**What the task asks**
Please write out again the rows from the start through the line with "x=1156 y=161", both ends included and requests kept as they are, and add -91 to every coordinate in the answers. Give only those lines.

_ _ _ _ _

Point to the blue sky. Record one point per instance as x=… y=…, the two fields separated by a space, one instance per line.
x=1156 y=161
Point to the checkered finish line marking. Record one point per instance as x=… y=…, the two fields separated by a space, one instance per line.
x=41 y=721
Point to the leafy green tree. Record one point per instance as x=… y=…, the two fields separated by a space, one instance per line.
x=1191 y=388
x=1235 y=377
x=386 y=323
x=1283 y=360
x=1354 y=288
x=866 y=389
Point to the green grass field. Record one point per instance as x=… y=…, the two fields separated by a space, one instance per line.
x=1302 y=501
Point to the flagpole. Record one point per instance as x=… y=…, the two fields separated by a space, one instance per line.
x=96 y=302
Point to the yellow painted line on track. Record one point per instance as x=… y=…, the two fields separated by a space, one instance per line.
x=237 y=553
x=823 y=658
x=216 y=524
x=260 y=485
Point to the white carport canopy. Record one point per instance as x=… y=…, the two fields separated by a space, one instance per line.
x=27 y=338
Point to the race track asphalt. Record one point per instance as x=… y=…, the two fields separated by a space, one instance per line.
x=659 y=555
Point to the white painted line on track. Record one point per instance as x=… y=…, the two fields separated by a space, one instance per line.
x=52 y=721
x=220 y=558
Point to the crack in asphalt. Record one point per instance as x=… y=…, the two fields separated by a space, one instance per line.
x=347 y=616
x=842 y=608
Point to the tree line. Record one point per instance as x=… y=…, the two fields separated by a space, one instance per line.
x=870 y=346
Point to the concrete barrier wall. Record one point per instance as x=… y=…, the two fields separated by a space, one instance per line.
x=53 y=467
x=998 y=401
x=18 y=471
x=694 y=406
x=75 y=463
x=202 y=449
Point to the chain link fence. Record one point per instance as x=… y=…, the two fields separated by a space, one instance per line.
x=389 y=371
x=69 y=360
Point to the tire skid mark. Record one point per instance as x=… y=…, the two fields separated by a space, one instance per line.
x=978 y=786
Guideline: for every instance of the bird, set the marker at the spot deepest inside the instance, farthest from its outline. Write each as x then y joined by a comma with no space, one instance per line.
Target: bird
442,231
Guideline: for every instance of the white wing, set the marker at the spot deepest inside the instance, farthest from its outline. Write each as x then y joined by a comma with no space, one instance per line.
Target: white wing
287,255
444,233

_ _ _ _ _

**Task output**
Point to the blue sky. Record one point per instance as x=… y=…, the two fields separated by a space, one instance per line.
x=1065 y=70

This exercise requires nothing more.